Records to process —

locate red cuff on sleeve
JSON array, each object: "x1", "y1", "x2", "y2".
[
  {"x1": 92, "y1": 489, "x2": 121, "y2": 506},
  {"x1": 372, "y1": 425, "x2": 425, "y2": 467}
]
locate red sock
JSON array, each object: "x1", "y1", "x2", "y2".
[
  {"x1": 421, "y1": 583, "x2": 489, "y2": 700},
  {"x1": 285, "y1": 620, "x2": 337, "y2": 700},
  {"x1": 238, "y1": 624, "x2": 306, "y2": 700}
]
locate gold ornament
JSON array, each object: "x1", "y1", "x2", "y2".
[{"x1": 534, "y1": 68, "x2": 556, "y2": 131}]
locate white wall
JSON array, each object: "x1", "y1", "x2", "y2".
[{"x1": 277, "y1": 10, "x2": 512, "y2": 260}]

---

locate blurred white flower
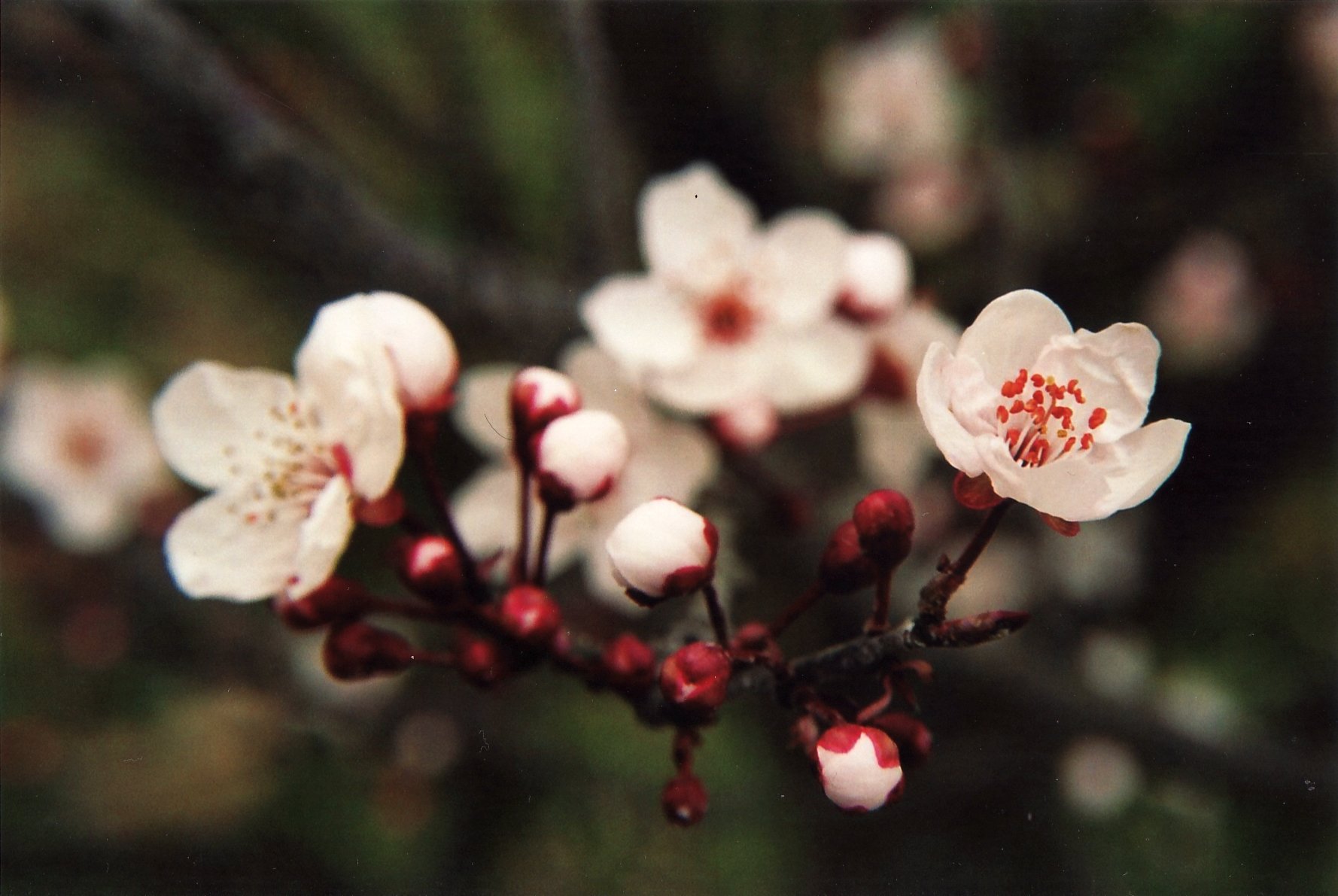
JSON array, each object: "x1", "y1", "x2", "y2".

Your objective — Copy out each line above that contains the word "white". Case counts.

Result of the task —
locate white wall
locate blurred white flower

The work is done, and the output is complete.